Available data
BEGIN

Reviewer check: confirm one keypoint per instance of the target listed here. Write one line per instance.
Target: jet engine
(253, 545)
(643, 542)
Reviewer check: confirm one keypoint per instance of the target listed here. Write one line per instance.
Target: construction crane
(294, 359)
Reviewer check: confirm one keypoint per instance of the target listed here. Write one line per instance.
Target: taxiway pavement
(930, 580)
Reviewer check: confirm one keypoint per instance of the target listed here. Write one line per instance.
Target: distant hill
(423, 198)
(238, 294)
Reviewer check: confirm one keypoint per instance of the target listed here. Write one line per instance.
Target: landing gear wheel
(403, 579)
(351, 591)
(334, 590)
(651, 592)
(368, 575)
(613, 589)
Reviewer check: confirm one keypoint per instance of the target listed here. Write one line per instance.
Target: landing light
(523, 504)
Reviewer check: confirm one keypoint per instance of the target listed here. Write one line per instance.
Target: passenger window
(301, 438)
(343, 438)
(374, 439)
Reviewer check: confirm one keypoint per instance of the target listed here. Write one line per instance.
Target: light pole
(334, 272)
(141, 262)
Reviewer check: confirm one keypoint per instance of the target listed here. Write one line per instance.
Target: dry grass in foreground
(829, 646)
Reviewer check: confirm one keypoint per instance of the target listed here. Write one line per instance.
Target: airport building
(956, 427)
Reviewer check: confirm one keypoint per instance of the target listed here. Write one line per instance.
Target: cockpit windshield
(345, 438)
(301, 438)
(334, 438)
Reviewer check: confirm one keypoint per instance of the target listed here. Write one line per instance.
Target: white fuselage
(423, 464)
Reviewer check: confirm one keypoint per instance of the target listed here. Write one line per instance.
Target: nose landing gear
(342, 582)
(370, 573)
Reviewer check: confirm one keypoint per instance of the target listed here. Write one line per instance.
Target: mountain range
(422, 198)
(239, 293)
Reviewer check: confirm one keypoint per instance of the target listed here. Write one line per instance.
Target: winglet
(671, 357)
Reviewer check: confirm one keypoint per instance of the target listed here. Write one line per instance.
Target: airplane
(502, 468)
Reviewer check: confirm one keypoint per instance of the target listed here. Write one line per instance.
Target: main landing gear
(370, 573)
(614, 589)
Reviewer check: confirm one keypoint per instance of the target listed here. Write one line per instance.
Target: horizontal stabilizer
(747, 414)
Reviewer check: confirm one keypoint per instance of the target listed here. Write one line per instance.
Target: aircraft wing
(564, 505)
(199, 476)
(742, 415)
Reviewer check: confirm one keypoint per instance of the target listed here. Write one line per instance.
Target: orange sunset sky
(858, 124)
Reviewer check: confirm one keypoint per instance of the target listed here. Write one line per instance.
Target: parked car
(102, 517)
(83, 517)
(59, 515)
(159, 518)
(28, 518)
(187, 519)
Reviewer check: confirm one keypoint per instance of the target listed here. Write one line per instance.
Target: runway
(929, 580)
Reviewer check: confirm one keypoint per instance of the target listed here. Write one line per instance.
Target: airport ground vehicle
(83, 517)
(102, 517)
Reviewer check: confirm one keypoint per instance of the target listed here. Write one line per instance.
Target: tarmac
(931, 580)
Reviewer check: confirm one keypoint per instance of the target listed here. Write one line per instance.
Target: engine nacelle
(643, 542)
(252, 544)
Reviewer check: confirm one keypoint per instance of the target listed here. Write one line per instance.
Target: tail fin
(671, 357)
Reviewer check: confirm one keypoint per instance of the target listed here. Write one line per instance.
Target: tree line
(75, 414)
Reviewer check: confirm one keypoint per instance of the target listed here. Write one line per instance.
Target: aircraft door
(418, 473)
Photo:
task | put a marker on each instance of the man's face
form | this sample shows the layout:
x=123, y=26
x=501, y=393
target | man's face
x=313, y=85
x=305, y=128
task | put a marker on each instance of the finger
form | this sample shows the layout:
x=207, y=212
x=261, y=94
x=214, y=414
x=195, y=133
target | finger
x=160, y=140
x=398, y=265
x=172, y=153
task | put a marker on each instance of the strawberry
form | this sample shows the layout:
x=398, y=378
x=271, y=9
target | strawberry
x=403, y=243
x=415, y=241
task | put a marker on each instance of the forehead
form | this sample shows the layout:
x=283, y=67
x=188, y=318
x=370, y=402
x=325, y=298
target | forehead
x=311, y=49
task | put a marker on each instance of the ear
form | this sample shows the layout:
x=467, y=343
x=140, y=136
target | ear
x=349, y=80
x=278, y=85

END

Find every line above that contains the word "task", and return each one.

Written answer
task | put a marker on each instance of the man's face
task | put a marker on each instance of the finger
task | put a marker on each instance of the strawberry
task | put a marker on each instance of the forehead
task | put a marker on each instance of the ear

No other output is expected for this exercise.